* PROBLEM STATEMENT *
Produce an exact transcription of every entry.

Source records

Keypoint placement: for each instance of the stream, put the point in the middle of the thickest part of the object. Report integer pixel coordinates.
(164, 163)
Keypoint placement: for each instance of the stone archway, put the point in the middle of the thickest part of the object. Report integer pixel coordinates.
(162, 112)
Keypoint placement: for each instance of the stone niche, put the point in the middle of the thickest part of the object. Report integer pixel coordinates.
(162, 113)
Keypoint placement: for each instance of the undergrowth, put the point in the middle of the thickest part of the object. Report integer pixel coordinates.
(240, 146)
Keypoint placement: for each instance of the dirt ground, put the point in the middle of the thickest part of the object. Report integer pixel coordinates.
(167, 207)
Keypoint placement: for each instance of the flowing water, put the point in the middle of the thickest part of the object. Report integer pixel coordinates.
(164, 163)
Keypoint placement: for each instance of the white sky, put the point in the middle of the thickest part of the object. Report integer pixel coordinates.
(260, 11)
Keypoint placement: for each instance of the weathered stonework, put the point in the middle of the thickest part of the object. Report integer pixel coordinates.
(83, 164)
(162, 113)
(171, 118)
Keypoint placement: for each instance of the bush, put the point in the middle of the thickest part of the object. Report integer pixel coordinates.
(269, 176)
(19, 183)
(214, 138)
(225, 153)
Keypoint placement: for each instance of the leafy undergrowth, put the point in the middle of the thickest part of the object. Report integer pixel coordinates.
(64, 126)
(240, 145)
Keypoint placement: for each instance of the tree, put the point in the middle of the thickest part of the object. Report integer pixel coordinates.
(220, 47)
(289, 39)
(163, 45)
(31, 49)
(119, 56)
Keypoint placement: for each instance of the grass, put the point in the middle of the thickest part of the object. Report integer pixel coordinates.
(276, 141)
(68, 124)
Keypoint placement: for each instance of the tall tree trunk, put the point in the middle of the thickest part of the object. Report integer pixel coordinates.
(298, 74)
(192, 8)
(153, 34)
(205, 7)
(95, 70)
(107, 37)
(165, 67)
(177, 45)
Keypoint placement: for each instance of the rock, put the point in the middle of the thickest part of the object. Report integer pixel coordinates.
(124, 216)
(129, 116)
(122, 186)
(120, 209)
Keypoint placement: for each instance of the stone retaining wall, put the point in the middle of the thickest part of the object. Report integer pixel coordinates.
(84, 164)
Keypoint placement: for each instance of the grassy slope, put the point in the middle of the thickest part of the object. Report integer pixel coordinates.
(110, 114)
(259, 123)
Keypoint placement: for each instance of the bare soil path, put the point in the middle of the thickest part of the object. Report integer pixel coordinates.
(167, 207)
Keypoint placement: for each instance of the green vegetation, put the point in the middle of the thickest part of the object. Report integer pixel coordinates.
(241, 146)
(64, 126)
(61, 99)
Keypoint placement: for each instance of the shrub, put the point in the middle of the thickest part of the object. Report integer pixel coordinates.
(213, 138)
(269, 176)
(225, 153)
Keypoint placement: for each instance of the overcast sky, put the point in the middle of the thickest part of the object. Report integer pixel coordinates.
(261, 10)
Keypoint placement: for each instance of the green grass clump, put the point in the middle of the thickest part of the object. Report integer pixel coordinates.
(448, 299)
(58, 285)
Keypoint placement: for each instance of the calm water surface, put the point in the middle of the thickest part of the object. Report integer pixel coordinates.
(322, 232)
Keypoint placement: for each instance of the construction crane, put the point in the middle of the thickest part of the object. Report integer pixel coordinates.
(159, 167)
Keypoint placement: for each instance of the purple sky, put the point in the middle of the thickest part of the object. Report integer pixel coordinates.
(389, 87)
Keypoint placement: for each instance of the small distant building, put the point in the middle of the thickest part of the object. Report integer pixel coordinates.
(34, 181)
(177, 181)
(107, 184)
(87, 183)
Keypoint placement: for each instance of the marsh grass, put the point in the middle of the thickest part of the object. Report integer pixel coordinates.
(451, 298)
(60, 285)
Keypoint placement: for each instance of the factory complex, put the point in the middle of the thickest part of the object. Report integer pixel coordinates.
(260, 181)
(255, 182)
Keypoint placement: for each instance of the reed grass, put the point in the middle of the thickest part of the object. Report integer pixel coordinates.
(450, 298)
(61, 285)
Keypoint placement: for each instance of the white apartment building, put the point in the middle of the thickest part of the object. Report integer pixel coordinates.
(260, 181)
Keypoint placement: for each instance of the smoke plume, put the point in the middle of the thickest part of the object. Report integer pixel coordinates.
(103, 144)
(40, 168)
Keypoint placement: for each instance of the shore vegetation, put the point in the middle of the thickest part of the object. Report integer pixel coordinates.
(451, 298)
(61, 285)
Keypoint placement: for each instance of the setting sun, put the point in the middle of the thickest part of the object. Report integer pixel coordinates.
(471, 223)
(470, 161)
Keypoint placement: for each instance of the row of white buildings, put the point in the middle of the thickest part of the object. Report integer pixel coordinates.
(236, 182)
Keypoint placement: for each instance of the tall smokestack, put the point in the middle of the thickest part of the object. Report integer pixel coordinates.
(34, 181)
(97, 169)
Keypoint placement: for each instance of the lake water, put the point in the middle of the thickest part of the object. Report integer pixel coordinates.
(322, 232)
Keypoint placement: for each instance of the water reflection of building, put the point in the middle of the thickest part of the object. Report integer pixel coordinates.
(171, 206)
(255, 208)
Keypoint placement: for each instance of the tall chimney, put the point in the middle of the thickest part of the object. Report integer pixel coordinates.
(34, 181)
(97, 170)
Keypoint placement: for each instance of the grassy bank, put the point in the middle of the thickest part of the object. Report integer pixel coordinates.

* YOUR RESPONSE *
Keypoint placement: for each instance of the stream, put the point in the middle of the thickest part of the object. Report integer pixel coordinates.
(164, 163)
Keypoint placement: for each instance of the stone archway, put the point in the middle of the thickest part of the object. Report integer pixel coordinates.
(162, 112)
Keypoint placement: for each instance of the stone niche, put the point in the middle of the thickest part of the object. Report integer pixel coordinates.
(162, 113)
Keypoint placement: for each instance of the undergrowth, put the point in the middle of the thickest part of the object. Report integer pixel coordinates.
(240, 146)
Keypoint placement: for each instance of the dirt ground, put the point in the middle of the thickest part of the object. Report integer pixel coordinates.
(167, 207)
Keypoint placement: for each instance of the flowing water, put the point in the middle of the thickest part of the object. Report integer pixel coordinates.
(164, 163)
Keypoint placement: for each instance of the white sky, put the point in the middle of the thickest part of the object. Report integer pixel coordinates.
(260, 11)
Keypoint placement: for each instance of the weathered stonework, put the point in the middle of the thickest part of the object. Report integer pixel coordinates.
(83, 164)
(162, 113)
(171, 118)
Keypoint placement: for each instance of the bush, put the point in the middle of the thickest part of the object. Report integer pixel coordinates.
(269, 176)
(19, 183)
(214, 138)
(225, 153)
Keypoint placement: for each instance of the leafy undergrowth, put the point in the middle of the thickest part of the object. Report integer pixel coordinates.
(64, 126)
(240, 145)
Keypoint placement: for each instance of the tree, put the point in the middle of the thickest part of the object. Report integer pixel coordinates.
(220, 47)
(289, 39)
(163, 45)
(31, 49)
(119, 56)
Keypoint placement: for each instance of the grass, put the point in the middle of the thickest part of the object. Report integer pixel coordinates.
(276, 141)
(68, 124)
Keypoint placement: for each instance of the tall tree trunk, put the point in the middle of the thickest part of the object. Report integer pixel coordinates.
(298, 74)
(192, 8)
(153, 34)
(205, 7)
(95, 70)
(107, 37)
(165, 67)
(177, 45)
Keypoint placement: for each instance of the rock, put the point in the middle of the thickest part of the object. Report integer pixel coordinates.
(124, 216)
(129, 116)
(122, 186)
(120, 209)
Keypoint placement: for each instance of the stone retaining wall, put the point in the middle of the thickest part of the object. Report integer pixel coordinates.
(84, 164)
Keypoint placement: for each instance of the grassy slope, put the point in the middle of the thickest part of the object. Report integer pixel coordinates.
(110, 114)
(259, 123)
Keypoint placement: for each instance of the bare soil path, put the point in the middle of the thickest part of the object. Report integer pixel coordinates.
(167, 207)
Keypoint placement: for each instance of the green vegetation, put the point in the middle of the thickest part of the object. Report integer pixel coordinates.
(241, 146)
(64, 126)
(61, 99)
Keypoint placement: for each instance of the shrub, put the point in the middle of the thickest part of the object. Report integer pixel coordinates.
(213, 138)
(269, 176)
(225, 153)
Keypoint placement: for each instance of the overcast sky, put the point in the middle of the thickest part of the object. Report integer pixel coordinates.
(261, 10)
Keypoint placement: for each instance of the green grass clump, put the point in the middle of the thickest part of the object. Report integer pixel coordinates.
(448, 299)
(58, 285)
Keypoint placement: for each instance of the calm water surface, put the point in the middle of the thickest part of the object. Report integer pixel coordinates.
(322, 232)
Keypoint placement: for each instance of the construction crane, put the point in the middle of the thickest part of the object. Report integer pixel coordinates.
(159, 167)
Keypoint placement: for each instance of the purple sky, put the point in the middle of the thickest part of the object. Report integer pixel coordinates.
(389, 87)
Keypoint placement: for each instance of the small distant building, put the point in the middle of the thickest part of the object. Report integer pixel coordinates.
(34, 181)
(177, 181)
(107, 184)
(87, 183)
Keypoint placement: for each instance of the marsh grass, put the point in the middle of the thickest part of the object. Report integer pixel coordinates.
(451, 298)
(60, 285)
Keypoint placement: for each instance of the factory complex, put the point in the middle of the thickest part of the object. Report integer pixel coordinates.
(260, 181)
(255, 182)
Keypoint placement: for each instance of the reed grass, put the point in the middle of the thickest part of the object. Report integer pixel coordinates.
(450, 298)
(61, 285)
Keypoint placement: for each instance of the white apartment building, put the point in the middle of the thickest part of the object. Report integer pixel coordinates.
(260, 181)
Keypoint placement: for each instance of the smoke plume, put the point in the middle of the thickest part of the object. Report integer pixel coordinates.
(103, 144)
(40, 168)
Keypoint placement: for each instance of the shore vegetation, put the point in the middle of the thickest part of the object. Report integer pixel coordinates.
(451, 298)
(61, 285)
Keypoint placement: for each instance of the setting sun, put the point in the middle of the thickest part of the object. Report integer pixel coordinates.
(471, 223)
(470, 161)
Keypoint placement: for each instance of the row of white buildings, put the point in the middle of the thickest part of the object. Report integer pixel coordinates.
(236, 182)
Keypoint placement: for each instance of the tall smokestack, put the point in the middle of the thickest part of the object. Report integer pixel coordinates.
(34, 181)
(97, 169)
Keypoint placement: for each instance of the lake water, put the point in the middle of the thickest part of the object. Report integer pixel coordinates.
(322, 232)
Keypoint placement: for each instance of the water reflection of building, put the point in the middle of the thickest part of the object. Report integer pixel coordinates.
(171, 206)
(255, 208)
Keypoint placement: for each instance of the tall chimney, put the point in the middle of the thickest part of the object. Report integer pixel coordinates.
(34, 181)
(97, 170)
Keypoint placement: for each instance of the grassy bank, put the point in the middle of the thickest part of the object. Report integer pixel coordinates.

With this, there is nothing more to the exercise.